■ **Required action**: Retrieve every line from the records in which the word "below" occurs.

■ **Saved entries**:

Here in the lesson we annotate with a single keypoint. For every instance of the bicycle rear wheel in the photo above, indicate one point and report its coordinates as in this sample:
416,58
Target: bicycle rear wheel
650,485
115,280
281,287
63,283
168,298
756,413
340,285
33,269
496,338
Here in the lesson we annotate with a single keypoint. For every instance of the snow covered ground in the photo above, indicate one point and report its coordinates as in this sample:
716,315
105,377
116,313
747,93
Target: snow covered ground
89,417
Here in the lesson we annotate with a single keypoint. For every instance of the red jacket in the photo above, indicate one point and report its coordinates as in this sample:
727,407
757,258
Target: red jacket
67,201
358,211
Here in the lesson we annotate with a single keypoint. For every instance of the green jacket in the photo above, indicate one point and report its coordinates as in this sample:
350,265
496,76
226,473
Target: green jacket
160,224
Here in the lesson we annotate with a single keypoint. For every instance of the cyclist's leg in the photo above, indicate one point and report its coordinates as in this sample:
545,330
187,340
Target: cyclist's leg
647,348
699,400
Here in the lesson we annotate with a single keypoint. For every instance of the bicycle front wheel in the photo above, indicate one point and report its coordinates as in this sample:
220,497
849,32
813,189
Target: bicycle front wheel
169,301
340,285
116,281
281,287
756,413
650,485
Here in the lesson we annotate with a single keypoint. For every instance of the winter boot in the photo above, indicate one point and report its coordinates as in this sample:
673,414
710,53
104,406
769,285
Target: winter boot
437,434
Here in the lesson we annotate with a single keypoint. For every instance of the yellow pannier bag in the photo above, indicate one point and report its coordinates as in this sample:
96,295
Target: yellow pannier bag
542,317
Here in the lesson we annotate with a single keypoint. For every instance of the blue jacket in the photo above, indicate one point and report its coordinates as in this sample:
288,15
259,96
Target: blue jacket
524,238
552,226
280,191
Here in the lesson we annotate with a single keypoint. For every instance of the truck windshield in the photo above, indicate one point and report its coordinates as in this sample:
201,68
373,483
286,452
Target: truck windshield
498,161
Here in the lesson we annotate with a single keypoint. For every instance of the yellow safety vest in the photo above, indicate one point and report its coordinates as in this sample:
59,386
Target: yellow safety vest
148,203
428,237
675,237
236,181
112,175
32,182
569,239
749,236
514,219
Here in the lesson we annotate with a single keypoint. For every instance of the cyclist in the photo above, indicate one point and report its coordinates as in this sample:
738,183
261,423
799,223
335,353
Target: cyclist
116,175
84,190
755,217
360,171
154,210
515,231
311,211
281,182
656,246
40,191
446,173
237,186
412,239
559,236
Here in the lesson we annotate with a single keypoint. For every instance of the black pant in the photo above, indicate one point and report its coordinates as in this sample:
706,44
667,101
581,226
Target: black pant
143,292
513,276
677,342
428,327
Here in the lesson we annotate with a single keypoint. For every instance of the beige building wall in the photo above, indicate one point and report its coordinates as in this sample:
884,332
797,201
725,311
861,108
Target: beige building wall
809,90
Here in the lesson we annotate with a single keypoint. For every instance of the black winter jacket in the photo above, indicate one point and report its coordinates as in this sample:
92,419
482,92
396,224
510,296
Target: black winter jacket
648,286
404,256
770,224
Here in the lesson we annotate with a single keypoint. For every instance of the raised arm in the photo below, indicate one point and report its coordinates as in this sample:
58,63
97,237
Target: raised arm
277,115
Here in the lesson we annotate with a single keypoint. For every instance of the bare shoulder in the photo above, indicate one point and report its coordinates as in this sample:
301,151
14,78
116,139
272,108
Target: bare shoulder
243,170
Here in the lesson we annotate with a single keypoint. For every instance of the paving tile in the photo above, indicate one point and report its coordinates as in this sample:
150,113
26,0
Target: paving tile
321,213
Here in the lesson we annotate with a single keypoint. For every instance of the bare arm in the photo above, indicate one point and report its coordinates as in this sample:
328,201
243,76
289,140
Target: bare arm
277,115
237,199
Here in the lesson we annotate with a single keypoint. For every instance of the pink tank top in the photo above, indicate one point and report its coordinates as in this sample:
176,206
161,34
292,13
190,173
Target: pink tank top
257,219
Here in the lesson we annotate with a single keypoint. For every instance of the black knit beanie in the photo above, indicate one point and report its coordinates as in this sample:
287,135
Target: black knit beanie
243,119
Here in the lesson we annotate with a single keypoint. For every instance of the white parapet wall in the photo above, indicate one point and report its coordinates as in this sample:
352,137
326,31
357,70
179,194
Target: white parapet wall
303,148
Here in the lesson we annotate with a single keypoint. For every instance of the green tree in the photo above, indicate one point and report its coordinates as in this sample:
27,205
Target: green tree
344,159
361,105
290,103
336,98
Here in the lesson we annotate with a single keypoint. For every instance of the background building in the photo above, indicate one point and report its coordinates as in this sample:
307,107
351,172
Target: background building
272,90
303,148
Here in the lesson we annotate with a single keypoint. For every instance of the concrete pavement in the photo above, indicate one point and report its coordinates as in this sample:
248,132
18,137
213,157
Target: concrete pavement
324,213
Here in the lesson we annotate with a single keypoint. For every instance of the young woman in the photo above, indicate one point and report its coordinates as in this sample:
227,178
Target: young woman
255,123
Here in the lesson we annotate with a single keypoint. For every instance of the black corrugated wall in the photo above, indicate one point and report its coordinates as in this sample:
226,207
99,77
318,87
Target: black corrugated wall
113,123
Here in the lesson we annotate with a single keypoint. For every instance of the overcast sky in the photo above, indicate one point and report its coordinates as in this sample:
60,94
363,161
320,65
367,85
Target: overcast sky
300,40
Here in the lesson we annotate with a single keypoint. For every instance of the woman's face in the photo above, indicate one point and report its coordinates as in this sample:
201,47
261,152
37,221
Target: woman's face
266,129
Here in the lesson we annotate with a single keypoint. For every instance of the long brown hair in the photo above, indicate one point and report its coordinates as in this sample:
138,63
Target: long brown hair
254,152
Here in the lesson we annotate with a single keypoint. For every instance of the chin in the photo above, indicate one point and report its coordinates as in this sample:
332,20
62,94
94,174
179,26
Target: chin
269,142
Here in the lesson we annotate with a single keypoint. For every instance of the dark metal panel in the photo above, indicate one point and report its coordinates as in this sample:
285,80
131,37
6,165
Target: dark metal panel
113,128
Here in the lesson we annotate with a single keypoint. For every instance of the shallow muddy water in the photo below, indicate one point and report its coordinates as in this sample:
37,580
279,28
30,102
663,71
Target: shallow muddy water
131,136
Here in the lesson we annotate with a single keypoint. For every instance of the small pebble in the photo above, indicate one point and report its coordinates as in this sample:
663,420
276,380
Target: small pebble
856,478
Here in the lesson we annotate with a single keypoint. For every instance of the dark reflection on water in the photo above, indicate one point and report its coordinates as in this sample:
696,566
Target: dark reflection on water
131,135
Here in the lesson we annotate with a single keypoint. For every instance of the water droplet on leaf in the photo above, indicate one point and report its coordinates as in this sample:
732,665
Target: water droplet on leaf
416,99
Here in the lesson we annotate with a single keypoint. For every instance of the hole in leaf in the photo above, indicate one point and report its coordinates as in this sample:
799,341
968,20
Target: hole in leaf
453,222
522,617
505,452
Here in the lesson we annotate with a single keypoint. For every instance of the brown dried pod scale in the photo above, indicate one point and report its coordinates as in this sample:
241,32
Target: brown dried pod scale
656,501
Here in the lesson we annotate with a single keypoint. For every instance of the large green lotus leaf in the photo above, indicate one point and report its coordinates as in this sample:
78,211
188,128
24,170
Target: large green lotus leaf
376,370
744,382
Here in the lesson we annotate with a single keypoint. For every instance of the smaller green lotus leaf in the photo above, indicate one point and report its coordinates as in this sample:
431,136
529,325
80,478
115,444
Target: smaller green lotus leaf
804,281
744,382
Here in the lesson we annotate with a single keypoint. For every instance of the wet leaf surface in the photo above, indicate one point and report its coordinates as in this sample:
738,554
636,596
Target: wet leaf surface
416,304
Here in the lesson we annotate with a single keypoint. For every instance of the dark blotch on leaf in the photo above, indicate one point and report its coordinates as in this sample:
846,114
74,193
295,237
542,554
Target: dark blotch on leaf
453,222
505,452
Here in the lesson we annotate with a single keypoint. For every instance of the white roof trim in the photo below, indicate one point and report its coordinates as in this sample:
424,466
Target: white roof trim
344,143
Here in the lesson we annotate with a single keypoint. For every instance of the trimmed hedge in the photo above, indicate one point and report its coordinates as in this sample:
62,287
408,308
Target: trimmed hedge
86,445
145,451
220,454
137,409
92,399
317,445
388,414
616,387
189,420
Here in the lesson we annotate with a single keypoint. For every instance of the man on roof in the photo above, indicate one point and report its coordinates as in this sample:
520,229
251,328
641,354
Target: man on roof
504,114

...

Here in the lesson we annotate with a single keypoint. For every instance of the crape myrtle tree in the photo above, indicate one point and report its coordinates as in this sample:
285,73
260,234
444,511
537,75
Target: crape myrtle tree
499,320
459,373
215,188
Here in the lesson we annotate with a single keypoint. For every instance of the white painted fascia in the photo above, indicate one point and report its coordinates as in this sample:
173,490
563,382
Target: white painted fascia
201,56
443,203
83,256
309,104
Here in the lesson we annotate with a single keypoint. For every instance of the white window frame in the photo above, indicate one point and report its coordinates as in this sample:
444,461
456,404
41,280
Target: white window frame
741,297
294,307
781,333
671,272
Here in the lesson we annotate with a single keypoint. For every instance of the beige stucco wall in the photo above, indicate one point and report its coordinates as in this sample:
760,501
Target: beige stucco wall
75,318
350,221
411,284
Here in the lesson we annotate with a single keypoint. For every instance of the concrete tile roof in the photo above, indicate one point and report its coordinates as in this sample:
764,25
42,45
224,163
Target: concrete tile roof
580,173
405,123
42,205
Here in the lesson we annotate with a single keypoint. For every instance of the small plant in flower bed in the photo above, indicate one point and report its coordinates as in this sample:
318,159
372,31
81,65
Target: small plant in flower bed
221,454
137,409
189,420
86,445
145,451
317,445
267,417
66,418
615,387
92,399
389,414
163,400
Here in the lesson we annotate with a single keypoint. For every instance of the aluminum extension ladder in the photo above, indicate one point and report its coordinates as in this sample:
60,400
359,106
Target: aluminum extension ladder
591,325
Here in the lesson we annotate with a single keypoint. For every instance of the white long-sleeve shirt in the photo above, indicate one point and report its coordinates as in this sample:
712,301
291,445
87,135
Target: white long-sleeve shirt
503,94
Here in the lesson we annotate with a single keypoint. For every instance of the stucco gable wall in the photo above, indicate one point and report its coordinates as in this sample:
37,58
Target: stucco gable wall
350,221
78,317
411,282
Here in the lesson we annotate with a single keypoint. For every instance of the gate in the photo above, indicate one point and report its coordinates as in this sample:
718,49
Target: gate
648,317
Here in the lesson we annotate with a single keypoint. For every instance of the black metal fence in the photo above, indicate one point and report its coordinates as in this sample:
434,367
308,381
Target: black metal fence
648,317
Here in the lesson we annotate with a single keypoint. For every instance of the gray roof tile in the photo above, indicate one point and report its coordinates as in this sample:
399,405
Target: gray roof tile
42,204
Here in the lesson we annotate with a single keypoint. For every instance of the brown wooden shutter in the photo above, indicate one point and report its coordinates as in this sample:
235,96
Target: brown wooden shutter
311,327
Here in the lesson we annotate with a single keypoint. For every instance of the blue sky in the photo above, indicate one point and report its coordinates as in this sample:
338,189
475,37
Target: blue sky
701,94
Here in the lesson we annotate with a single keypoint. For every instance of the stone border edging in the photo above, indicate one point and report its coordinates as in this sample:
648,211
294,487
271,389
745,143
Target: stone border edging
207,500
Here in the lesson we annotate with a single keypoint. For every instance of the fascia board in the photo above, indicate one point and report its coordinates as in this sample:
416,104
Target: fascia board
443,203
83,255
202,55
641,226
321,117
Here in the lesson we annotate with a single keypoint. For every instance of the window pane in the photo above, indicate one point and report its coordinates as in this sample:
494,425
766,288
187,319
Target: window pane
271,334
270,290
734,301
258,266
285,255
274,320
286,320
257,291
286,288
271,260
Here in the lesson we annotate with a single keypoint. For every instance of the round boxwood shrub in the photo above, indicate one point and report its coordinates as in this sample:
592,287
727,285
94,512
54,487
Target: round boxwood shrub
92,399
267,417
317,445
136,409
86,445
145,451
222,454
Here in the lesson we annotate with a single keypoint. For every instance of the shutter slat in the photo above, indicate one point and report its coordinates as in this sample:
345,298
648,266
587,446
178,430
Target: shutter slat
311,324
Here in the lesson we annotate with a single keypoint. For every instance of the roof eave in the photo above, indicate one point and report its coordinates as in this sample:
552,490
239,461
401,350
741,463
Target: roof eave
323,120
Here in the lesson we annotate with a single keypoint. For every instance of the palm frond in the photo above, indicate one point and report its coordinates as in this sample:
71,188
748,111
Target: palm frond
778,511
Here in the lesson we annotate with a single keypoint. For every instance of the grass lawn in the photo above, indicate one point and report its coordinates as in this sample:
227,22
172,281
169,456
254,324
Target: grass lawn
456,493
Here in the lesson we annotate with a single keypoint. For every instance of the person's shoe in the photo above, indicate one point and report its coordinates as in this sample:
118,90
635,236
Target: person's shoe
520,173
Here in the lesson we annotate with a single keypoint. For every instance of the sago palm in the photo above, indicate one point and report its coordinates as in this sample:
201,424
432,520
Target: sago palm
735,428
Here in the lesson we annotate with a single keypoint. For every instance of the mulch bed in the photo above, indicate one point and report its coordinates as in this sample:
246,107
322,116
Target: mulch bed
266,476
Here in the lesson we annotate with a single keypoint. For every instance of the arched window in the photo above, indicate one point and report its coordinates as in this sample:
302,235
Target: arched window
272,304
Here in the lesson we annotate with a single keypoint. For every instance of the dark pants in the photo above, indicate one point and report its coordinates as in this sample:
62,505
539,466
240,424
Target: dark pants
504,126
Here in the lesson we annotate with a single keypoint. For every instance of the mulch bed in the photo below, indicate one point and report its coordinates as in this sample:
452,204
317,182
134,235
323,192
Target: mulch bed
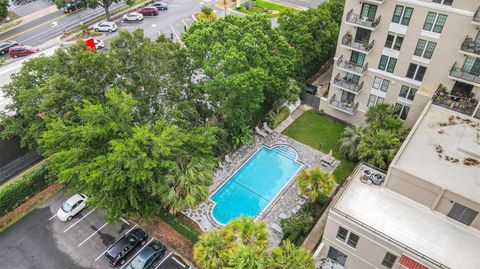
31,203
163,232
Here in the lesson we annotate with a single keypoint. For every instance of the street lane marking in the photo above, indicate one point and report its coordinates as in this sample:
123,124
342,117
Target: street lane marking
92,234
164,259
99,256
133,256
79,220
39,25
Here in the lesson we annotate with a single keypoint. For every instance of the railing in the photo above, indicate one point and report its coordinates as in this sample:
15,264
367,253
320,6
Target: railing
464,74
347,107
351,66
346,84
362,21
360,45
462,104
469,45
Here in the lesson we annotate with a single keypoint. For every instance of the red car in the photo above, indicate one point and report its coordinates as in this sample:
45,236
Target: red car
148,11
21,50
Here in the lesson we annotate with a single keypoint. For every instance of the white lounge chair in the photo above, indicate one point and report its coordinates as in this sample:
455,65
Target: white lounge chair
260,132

■ **Exercise output**:
Here in the lesson we annotate with a single keypoint. For every instance of the raised arm in the photo below, indicate one point and report its coordinates as in this sample:
Here in the lesson we annotate with a single keypoint. For every instance of the shallow muddy water in the photo below, indicate one point and report its coordinates as in this sample:
Here in the lesson we annotate with a single keypoint. For every instance of the white roof trim in the photo below, indicate one point and report its coordinates as in this sample:
Here in the lesson we annotate with a single keypoint. For every instance of the mulch bed in the photo below, indicate one point and report its coordinates as in this sample:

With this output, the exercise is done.